Repeat word for word the lines in the records below, from the line with "point_to SHOULD mark one point per instance of the chocolate" to the line with "pixel 12 298", including both of those lines.

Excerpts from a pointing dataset
· · ·
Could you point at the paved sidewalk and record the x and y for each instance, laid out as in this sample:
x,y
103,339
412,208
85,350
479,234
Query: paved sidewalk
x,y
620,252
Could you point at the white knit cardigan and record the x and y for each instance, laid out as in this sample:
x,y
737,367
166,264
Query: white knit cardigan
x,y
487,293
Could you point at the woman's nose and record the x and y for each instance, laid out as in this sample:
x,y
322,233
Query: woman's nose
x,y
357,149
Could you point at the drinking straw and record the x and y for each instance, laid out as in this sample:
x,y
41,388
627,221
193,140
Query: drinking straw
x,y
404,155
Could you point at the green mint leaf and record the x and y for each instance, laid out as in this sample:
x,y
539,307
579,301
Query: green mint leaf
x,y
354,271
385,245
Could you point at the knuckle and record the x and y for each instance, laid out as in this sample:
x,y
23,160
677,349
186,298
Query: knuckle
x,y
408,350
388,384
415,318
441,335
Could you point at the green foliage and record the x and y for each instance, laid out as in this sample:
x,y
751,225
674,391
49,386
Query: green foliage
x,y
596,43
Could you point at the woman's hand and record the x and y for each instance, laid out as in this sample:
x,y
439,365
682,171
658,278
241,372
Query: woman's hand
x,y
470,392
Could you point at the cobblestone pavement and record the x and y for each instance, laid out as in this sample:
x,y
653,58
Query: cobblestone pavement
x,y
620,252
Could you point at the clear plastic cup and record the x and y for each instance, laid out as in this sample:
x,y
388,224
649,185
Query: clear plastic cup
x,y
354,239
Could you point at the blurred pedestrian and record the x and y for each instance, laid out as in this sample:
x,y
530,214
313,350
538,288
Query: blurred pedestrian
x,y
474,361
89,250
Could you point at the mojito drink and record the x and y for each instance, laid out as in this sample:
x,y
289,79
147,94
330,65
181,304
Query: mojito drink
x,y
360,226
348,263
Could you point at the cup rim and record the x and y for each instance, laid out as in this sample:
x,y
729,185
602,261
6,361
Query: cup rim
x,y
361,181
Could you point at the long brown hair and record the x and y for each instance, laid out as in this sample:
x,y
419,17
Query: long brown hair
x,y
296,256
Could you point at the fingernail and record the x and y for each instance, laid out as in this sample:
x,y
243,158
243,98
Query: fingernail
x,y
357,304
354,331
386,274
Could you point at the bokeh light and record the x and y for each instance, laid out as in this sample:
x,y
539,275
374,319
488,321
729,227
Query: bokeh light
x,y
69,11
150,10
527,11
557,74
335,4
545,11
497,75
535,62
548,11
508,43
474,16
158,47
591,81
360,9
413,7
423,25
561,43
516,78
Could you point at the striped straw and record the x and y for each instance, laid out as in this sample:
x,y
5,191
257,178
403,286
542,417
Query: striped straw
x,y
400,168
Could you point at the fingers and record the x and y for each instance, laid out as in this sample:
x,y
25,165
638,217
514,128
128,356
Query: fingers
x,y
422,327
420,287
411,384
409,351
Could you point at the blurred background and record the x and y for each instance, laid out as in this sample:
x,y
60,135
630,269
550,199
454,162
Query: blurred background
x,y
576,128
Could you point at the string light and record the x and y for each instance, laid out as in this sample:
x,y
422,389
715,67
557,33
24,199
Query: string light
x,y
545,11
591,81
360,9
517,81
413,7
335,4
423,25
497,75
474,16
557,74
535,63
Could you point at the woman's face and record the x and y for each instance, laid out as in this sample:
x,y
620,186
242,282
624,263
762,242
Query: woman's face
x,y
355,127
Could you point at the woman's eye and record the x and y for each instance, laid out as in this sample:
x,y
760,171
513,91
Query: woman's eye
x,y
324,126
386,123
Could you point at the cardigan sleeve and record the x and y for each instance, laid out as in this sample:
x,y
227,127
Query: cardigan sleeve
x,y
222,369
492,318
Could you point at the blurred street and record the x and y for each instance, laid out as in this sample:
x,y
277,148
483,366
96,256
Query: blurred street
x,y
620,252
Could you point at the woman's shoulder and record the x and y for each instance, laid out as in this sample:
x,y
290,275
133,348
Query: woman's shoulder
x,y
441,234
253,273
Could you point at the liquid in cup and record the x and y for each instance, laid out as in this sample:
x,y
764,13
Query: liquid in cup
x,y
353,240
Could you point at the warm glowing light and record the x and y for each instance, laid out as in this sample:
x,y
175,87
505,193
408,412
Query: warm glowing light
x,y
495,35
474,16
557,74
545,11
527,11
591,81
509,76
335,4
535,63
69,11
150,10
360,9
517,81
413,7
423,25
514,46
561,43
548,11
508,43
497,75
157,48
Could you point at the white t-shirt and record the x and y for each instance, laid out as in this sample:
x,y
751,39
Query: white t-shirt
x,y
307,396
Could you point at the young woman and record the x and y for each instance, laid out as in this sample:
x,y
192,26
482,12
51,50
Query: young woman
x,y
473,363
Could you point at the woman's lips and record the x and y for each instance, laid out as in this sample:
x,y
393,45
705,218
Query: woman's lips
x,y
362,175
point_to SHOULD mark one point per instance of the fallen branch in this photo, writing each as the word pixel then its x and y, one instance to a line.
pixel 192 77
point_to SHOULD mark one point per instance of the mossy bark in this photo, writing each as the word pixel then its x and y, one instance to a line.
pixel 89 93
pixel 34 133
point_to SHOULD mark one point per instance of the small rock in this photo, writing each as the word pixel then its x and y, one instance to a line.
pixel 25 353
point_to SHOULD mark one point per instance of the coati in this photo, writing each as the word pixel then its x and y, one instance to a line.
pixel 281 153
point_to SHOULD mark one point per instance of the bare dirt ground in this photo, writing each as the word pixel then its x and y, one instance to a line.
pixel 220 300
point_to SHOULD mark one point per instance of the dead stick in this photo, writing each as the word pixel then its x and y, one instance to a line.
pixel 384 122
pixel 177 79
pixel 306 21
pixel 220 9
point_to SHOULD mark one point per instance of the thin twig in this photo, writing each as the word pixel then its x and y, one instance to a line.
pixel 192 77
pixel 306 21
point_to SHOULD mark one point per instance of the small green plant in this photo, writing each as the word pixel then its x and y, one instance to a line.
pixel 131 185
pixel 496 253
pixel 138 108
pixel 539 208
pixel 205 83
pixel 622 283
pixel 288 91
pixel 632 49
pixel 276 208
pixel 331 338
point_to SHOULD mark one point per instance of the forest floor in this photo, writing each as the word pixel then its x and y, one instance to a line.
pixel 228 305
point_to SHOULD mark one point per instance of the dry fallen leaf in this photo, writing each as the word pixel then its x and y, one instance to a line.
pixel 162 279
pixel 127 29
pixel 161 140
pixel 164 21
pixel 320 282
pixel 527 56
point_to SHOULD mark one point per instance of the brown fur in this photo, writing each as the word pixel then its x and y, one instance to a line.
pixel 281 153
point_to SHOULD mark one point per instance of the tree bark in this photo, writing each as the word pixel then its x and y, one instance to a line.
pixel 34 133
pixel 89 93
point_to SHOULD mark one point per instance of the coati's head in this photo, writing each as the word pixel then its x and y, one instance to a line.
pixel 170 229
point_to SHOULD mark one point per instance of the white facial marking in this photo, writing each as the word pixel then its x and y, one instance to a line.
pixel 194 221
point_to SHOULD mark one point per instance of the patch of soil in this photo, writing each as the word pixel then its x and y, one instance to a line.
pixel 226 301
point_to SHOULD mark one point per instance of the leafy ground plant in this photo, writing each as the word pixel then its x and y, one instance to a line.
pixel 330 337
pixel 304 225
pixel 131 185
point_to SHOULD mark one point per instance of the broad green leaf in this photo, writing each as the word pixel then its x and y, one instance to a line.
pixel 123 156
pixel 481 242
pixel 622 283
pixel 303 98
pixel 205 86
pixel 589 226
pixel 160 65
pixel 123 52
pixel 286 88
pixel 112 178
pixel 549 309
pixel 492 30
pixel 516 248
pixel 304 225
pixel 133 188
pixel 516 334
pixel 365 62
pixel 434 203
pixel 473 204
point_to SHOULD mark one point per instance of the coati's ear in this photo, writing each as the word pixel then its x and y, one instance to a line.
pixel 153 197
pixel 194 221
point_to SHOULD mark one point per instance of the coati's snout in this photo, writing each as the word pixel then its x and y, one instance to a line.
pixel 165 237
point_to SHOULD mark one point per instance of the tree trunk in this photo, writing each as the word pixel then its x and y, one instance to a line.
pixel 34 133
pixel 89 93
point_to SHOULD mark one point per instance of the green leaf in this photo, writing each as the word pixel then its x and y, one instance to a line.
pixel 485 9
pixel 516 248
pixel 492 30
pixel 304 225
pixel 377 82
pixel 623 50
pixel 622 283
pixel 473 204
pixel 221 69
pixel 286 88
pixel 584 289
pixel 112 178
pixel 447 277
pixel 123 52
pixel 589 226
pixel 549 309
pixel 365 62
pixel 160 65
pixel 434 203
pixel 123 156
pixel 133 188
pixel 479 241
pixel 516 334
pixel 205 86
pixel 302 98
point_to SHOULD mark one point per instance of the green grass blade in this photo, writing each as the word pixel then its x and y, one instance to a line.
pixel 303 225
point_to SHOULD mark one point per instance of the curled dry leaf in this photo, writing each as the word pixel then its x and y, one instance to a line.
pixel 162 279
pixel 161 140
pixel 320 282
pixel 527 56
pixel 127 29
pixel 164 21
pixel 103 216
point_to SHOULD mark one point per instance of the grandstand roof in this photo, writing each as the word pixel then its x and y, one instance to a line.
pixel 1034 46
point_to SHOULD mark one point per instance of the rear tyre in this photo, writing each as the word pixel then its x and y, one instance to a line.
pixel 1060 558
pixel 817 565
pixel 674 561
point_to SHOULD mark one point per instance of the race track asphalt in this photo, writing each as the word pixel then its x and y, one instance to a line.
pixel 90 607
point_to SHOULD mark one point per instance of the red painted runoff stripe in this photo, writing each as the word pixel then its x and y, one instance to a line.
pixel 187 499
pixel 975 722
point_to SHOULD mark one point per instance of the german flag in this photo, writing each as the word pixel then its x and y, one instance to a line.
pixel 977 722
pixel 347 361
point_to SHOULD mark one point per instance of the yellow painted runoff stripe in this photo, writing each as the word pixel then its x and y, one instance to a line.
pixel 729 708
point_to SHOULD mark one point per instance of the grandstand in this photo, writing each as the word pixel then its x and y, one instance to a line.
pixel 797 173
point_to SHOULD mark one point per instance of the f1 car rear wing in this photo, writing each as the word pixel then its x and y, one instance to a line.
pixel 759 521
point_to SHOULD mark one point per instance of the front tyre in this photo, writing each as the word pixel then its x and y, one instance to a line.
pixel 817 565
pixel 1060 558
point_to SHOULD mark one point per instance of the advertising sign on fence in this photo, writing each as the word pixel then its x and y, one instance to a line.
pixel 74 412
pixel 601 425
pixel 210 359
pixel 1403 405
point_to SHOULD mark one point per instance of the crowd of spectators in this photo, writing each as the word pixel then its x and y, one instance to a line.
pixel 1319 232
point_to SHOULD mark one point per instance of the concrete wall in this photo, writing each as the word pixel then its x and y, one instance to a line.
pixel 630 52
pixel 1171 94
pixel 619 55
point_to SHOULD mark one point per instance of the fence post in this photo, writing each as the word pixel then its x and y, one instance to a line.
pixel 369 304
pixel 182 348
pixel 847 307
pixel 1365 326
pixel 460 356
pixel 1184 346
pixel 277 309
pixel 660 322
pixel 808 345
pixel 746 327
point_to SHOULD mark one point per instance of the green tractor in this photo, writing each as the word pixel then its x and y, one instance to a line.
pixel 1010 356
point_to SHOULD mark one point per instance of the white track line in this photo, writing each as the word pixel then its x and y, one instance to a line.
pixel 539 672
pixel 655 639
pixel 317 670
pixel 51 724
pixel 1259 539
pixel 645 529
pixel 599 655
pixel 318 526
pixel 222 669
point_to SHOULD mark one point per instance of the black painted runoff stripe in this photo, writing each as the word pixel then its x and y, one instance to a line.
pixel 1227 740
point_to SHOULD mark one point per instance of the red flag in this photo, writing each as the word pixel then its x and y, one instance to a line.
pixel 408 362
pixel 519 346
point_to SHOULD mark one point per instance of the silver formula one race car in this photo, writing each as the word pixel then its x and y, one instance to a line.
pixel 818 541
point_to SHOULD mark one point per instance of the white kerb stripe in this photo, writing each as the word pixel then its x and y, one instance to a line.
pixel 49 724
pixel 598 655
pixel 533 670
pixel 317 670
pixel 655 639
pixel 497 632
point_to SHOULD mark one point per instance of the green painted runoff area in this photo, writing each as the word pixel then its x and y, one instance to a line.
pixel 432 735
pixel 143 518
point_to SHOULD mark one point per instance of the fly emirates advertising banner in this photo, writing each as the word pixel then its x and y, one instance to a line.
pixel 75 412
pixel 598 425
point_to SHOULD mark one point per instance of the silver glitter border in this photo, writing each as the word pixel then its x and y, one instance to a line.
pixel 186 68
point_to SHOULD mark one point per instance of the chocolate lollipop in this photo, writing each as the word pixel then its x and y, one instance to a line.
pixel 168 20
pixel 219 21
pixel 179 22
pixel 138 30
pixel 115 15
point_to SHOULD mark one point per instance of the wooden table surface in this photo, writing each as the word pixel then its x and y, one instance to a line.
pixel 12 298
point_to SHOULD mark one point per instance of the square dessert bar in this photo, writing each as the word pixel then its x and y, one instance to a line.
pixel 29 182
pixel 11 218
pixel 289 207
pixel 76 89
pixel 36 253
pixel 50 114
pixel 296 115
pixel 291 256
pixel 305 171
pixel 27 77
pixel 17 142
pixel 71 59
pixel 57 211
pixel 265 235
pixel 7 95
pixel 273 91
· · ·
Finished answer =>
point_to SHOULD mark one point per instance of the chocolate lollipop in this photo, writing each as the word pixel then its x and y, one instance to a line.
pixel 168 20
pixel 219 21
pixel 179 22
pixel 138 30
pixel 115 15
point_to SHOULD mark one point per instance of the wooden table surface in this photo, writing each as the word pixel then its x and y, one instance to a line.
pixel 12 298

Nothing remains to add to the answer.